With the use of a substrate processing apparatus illustrated in FIGS. 1 and 2, a developer is fed onto a resist film having been exposed and formed on the surface of a substrate W, to make processing of the resist film; thereafter DI water is fed onto the substrate W while the substrate W being rotated at a comparatively low speed to make the cleaning treatment; the developer is washed out to be removed from the resist film on the surface of the substrate W; and subsequently the substrate W is brought in rotation at a comparatively high speed to make the spin drying (scan rinse). In making the scan rinse, the substrate W is rotated at a comparatively high speed, for example, at a rotation speed within the range of 1800 rpm to 2100 rpm, as well as the DI water discharge nozzle 20 is scanned while DI water is being discharged onto the substrate W from the outlet of the DI water discharge nozzle 20. On that occasion, in the process that the outlet of the DI water discharge nozzle 20 is traveled from the position opposed to the center of the substrate W to the position opposed to the circumferential edge of the substrate W, at a time point when the outlet of the DI water discharge nozzle 20 has reached a predetermined position, for example, the radial position of 60 mm spaced apart from the center of the substrate W, the rotation speed of the substrate W is switched to reduce to the rotation speed in the range of, for example, 1000 rpm to 1200 rpm. When the outlet of the DI water discharge nozzle 20 has reached the position opposed to the circumferential edge of the substrate W, feeding of DI water onto the substrate W from the DI water discharge nozzle 20 is stopped, and the DI water discharge nozzle 20 is made to move to the stand-by position. Then, when the drying of the substrate W has completed, the rotation of the substrate W is stopped.

* _DATA FOR THIS TASK_
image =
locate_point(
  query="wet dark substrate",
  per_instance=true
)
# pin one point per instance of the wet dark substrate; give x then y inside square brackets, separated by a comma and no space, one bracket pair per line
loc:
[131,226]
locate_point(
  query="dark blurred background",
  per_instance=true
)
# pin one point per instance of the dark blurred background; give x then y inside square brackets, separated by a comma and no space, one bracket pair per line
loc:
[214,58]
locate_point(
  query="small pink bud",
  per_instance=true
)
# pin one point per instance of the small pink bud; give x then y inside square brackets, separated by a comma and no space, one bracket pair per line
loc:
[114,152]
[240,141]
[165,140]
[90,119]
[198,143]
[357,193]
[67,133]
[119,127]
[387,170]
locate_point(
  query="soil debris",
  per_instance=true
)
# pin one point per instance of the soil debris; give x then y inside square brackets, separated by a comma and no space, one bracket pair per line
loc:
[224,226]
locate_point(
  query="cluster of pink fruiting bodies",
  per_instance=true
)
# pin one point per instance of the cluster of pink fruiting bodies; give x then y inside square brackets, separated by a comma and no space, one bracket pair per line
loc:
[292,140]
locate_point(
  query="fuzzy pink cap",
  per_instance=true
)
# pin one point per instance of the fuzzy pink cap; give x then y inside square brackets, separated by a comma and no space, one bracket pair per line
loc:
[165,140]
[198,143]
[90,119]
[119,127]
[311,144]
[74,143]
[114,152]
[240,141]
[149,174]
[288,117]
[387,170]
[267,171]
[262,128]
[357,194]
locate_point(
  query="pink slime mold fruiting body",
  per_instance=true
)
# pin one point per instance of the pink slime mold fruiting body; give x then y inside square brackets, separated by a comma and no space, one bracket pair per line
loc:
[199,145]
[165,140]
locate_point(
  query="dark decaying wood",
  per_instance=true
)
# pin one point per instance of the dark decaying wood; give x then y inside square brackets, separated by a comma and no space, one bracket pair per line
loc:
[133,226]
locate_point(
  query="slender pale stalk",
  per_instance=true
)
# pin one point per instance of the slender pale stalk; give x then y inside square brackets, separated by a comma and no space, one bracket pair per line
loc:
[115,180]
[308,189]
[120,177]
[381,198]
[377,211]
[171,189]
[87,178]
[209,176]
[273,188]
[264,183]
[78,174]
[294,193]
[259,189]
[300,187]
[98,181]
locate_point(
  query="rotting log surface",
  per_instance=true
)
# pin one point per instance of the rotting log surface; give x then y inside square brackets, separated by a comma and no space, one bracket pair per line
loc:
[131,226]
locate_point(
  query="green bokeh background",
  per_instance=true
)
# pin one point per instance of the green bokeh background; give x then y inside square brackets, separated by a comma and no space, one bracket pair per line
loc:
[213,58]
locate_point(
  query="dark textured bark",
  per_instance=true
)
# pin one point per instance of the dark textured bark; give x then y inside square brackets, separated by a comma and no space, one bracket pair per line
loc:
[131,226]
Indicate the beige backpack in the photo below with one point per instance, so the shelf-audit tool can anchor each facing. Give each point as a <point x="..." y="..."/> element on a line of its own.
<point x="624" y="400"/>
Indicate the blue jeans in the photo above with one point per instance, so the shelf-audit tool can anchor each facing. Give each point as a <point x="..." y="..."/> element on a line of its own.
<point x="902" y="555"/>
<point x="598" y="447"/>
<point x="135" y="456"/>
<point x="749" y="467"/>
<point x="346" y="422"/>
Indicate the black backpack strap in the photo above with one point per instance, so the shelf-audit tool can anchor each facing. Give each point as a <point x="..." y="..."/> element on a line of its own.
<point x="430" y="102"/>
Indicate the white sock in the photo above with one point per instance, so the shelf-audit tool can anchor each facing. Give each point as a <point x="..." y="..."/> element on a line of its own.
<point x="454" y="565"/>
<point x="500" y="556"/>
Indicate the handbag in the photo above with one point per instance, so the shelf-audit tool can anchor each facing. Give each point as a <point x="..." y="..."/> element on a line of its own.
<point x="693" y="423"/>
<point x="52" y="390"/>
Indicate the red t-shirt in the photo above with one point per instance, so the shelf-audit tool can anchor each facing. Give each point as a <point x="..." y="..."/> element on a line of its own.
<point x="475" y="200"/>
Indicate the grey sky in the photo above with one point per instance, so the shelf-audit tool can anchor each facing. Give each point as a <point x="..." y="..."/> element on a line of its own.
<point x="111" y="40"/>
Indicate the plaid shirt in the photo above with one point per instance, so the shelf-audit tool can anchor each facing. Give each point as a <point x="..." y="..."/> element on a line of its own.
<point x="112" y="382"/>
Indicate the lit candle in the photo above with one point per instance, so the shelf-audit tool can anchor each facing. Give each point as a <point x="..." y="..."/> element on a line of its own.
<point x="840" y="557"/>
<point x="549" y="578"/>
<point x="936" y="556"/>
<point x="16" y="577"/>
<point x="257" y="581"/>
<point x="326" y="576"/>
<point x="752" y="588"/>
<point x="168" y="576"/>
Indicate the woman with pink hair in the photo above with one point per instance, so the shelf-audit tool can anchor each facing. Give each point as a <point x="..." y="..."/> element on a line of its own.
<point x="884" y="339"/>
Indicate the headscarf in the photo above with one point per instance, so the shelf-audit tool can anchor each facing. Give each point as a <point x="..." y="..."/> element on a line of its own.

* _INSTRUCTIONS_
A - Please list every numerical value that the substrate rinsing passage gives together with a unit of measure.
B - How many lines of the records contain the string "green"? Reply with the number alone.

* _PER-TASK ANSWERS_
A -
1800 rpm
2100 rpm
60 mm
1000 rpm
1200 rpm

B - 2